> [DATA FOR THIS EXERCISE]:
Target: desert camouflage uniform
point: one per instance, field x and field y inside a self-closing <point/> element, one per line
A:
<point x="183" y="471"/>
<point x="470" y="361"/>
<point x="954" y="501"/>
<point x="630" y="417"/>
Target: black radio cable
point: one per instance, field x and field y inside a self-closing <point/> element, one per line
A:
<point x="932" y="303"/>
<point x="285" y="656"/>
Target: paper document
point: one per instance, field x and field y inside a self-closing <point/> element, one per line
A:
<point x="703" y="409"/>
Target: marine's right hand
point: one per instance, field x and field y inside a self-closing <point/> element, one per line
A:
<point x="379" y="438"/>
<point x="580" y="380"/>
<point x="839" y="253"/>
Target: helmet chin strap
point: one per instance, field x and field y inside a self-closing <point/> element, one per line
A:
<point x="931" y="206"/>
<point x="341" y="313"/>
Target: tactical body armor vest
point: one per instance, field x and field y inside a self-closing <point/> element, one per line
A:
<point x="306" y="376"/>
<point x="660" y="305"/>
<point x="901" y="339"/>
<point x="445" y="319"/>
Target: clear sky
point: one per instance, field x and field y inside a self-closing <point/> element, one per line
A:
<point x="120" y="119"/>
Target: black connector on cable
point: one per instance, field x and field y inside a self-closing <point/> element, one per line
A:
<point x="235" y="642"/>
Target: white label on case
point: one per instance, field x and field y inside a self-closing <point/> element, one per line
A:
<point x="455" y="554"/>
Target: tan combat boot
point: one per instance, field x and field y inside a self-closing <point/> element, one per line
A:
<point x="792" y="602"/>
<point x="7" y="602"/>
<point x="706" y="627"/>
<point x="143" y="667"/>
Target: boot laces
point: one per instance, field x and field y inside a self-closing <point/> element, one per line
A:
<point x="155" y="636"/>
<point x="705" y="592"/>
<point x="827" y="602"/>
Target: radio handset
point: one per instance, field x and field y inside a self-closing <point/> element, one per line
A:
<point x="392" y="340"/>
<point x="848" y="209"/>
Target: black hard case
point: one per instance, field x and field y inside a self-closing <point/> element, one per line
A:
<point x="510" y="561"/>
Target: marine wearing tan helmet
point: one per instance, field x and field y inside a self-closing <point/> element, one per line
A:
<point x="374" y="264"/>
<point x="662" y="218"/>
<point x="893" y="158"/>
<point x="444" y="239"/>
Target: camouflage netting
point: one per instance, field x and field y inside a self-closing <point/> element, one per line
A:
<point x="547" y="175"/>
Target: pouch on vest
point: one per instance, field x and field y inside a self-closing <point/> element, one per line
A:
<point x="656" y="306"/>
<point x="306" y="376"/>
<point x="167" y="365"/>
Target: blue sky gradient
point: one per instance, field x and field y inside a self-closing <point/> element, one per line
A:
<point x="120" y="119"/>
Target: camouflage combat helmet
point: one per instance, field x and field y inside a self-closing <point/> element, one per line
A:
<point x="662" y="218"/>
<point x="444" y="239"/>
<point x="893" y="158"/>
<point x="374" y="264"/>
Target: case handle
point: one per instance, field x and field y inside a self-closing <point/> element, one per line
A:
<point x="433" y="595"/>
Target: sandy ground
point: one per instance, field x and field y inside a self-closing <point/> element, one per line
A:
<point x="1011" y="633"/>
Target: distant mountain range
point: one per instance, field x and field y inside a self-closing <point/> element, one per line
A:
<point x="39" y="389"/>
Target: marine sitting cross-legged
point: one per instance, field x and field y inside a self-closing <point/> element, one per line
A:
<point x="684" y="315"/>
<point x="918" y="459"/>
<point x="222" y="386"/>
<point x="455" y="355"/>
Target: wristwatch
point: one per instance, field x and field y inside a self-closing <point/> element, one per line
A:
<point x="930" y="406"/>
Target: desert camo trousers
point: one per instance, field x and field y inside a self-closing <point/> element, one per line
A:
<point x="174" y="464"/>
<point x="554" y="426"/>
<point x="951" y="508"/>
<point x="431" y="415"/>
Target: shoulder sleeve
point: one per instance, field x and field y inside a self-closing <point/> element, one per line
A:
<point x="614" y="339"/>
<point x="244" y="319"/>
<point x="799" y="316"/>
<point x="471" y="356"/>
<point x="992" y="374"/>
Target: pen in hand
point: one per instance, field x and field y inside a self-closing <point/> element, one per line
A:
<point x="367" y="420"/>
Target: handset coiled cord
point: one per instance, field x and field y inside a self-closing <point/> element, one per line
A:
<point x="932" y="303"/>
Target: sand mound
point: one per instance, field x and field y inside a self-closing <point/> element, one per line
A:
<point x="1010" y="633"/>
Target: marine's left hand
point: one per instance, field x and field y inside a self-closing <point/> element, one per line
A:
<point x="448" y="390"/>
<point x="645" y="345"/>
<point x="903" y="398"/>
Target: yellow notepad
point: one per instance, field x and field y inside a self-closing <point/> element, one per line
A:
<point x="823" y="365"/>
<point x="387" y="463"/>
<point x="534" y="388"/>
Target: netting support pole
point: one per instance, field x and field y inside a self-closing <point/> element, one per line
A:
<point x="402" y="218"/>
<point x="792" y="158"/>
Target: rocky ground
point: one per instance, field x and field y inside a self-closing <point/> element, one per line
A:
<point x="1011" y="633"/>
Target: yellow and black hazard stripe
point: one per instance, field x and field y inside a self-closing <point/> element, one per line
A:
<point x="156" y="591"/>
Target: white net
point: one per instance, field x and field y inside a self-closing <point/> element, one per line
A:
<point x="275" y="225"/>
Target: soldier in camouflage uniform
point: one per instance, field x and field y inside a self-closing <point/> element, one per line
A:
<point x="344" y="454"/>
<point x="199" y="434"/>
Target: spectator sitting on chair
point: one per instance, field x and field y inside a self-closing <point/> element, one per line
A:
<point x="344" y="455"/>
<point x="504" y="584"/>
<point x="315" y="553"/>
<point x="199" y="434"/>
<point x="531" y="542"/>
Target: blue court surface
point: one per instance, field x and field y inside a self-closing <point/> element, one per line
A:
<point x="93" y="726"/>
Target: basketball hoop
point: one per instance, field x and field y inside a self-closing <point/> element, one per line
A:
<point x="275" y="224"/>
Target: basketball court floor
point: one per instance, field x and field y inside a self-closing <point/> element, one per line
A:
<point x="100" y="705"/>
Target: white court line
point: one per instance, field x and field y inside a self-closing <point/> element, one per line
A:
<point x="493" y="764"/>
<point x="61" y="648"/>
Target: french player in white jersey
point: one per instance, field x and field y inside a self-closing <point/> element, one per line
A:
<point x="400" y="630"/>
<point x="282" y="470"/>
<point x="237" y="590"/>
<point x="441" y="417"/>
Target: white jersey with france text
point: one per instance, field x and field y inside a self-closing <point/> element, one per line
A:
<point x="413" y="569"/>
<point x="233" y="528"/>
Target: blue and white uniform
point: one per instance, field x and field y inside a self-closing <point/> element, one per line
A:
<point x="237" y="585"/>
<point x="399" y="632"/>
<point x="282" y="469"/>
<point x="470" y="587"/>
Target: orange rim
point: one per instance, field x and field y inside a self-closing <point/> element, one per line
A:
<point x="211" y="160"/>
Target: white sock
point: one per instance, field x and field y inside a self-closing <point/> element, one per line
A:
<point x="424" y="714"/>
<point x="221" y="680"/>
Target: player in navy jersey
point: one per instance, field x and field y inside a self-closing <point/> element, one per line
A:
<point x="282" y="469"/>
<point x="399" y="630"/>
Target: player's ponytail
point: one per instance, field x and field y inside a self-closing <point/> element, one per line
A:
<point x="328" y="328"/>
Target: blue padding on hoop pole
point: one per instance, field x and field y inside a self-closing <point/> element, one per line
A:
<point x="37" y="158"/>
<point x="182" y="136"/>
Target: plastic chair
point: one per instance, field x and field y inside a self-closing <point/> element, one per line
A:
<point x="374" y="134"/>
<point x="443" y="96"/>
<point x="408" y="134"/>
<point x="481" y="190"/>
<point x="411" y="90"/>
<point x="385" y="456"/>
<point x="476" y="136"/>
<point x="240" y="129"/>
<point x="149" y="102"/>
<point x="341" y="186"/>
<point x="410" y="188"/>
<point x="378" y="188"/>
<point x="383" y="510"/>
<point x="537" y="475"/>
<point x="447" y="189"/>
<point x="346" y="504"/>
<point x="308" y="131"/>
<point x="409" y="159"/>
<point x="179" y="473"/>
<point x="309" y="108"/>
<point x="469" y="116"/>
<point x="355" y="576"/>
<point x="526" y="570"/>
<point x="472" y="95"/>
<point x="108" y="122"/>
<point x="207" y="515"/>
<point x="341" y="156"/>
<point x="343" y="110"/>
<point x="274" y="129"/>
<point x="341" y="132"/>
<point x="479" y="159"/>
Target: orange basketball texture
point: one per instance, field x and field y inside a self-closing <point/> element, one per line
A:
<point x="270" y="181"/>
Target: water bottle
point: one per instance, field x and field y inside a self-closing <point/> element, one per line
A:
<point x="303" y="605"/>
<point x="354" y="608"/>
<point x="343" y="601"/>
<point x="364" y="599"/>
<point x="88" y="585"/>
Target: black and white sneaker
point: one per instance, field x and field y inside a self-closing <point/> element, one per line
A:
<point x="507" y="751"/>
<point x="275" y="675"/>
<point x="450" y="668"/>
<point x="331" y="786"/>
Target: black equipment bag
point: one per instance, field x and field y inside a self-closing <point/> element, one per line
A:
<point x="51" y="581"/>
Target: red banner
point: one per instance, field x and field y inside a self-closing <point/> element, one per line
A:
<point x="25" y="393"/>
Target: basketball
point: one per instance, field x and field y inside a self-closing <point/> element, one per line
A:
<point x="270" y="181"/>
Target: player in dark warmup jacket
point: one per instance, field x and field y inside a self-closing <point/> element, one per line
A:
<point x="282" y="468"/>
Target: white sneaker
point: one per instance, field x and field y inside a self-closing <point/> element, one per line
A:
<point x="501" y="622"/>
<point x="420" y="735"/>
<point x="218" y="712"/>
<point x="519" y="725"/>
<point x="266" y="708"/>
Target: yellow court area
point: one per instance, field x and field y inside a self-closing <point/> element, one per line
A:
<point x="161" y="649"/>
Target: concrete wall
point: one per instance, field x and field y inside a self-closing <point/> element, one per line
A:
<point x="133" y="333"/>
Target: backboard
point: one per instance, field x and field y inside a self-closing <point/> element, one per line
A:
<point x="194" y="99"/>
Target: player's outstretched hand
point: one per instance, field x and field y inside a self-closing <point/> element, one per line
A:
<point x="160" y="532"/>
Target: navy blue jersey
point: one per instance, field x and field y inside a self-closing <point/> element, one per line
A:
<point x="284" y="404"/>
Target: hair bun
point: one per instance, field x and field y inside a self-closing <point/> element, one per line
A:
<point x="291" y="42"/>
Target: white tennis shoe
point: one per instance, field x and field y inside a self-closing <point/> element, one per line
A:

> [TASK REQUIREMENTS]:
Repeat exactly the lines starting at the line with "Target: backboard" and ending with the final line of the entries. Include nothing else.

> [EXERCISE OUTPUT]:
Target: backboard
point: one per instance, field x and field y inside a self-closing <point/> element, one per line
A:
<point x="194" y="99"/>
Target: player's outstretched hand
point: one per instance, field x and field y inside a self-closing <point/> element, one per line
A:
<point x="160" y="532"/>
Target: navy blue jersey
point: one per instance, field x and field y inside a self-closing <point/> element, one per line
A:
<point x="284" y="404"/>
Target: hair bun
point: one per instance, field x and field y inside a self-closing <point/> element, one per line
A:
<point x="291" y="42"/>
Target: white tennis shoe
point: one per instance, field x and field y inside a self-closing <point/> element, one per line
A:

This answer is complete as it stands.